* ÜBUNGSTEXT *
+++

Impfproteste in Texas im Sommer 2021.

Foto: AFP / MARK FELIX

Die Impfungen gegen Covid-19 dürften nach Modellrechnungen, die in der führenden Medizinzeitschrift "The Lancet" publiziert wurden, allein im Jahr 2021 gut 14 Millionen Menschen das Leben gerettet haben. Ganz grob und anteilsmäßig auf Österreich umgelegt käme man auf rund 15.000 Personen, die womöglich an Covid-19 gestorben wären, wenn sie sich nicht hätten impfen lassen.

Mögen diese Zahlen auf den ersten Blick etwas hoch erscheinen, so gilt umgekehrt, dass sich etliche CoV-Tote hätten verhindern lassen, wäre die Impfbereitschaft größer gewesen. Doch die Impfangstmache durch bestimmte Parteien und Personen sorgte auch in Österreich dafür, dass unser Land bei der Impfquote unter dem westeuropäischen Durchschnitt blieb.

Genaue Zahlen für die Auswirkungen der FPÖ-Antiimpfpropaganda existieren für Österreich zwar nicht. Für Deutschland gibt es immerhin Daten, wonach in Regionen, in denen die AfD am stärksten vertreten ist, 40 Prozent der Menschen noch nicht geimpft sind. Man darf annehmen, dass Ähnliches für Hochburgen der FPÖ und der MFG gilt.

Daten aus den USA

Eine neue Studie aus den USA, wo die Impffrage von den Republikanern noch stärker politisiert wurde als in Österreich durch die Rechtspopulisten, wartet nun mit Schätzungen auf, wie viele Menschen dieser organisierten Impf- und Wissenschaftsskepsis zum Opfer fielen. Empirische Grundlage der Berechnungen sind die Sterblichkeitsraten von registrierten Republikanern und Demokratinnen in den US-Bundesstaaten Florida und Ohio. Das erschreckende Ergebnis lautet: Bis zu 60.000 Tote hätten sich in den USA vermeiden lassen.

Wie das Forschertrio um Jacob Wallace (Yale School of Public Health) in einem Arbeitspapier für das angesehene National Bureau of Economic Research ermittelte, nahm die Übersterblichkeitsrate von registrierten Demokraten im Lauf des Jahres 2021 – also in jenem Jahr, als die CoV-Impfstoffe verfügbar wurden – nur um zehn Prozent zu, während die entsprechende Rate bei Republikanerinnen um bis zu 33 Prozent nach oben schnellte. Wiesen die Übersterblichkeitskurven vor der Pandemie kaum Unterschiede auf, ging die rot-blaue Schere während der Pandemie auseinander – und ganz besonders ab der Verfügbarkeit der Impfstoffe 2021:

Übersterblichkeitsraten in Prozent.

+++

Gesammelte Dateneinträge
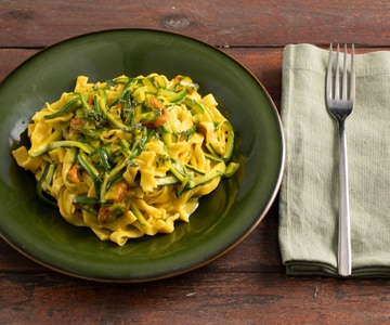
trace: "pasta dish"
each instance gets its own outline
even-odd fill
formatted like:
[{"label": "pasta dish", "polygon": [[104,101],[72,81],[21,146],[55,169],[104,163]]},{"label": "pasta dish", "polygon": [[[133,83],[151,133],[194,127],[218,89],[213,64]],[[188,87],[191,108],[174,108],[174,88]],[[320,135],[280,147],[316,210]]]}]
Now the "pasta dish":
[{"label": "pasta dish", "polygon": [[40,199],[122,246],[188,222],[199,198],[237,171],[233,128],[217,106],[185,76],[78,76],[34,115],[30,147],[12,154]]}]

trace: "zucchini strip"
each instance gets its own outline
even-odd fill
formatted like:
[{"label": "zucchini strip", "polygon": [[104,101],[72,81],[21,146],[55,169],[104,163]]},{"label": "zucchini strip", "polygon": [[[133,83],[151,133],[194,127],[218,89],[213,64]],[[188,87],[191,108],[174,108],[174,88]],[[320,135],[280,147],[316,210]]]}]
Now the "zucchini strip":
[{"label": "zucchini strip", "polygon": [[56,118],[61,115],[64,115],[65,113],[68,113],[70,110],[75,110],[77,107],[81,105],[80,96],[73,98],[70,101],[68,101],[61,109],[53,114],[44,115],[43,118],[46,119],[52,119]]},{"label": "zucchini strip", "polygon": [[39,178],[39,181],[36,186],[36,192],[37,192],[39,199],[41,199],[42,202],[50,204],[52,206],[56,206],[56,202],[54,199],[50,199],[48,197],[48,191],[53,181],[55,168],[56,168],[56,165],[48,164],[44,167],[42,174]]}]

+++

* ZU LÖSENDE AUFGABE *
Aktualisiere im Text über die Covid-19-Impfungen den Abschnitt, der bei „Die Impfungen gegen“ beginnt und bei „westeuropäischen Durchschnitt blieb.“ endet. Ersetze darin „Impfbereitschaft“ durch „Bereitschaft zur Impfung“ und gib den ganzen Abschnitt wieder.

* LÖSUNG DER AUFGABE *
Die Impfungen gegen Covid-19 dürften nach Modellrechnungen, die in der führenden Medizinzeitschrift "The Lancet" publiziert wurden, allein im Jahr 2021 gut 14 Millionen Menschen das Leben gerettet haben. Ganz grob und anteilsmäßig auf Österreich umgelegt käme man auf rund 15.000 Personen, die womöglich an Covid-19 gestorben wären, wenn sie sich nicht hätten impfen lassen.

Mögen diese Zahlen auf den ersten Blick etwas hoch erscheinen, so gilt umgekehrt, dass sich etliche CoV-Tote hätten verhindern lassen, wäre die Bereitschaft zur Impfung größer gewesen. Doch die Impfangstmache durch bestimmte Parteien und Personen sorgte auch in Österreich dafür, dass unser Land bei der Impfquote unter dem westeuropäischen Durchschnitt blieb.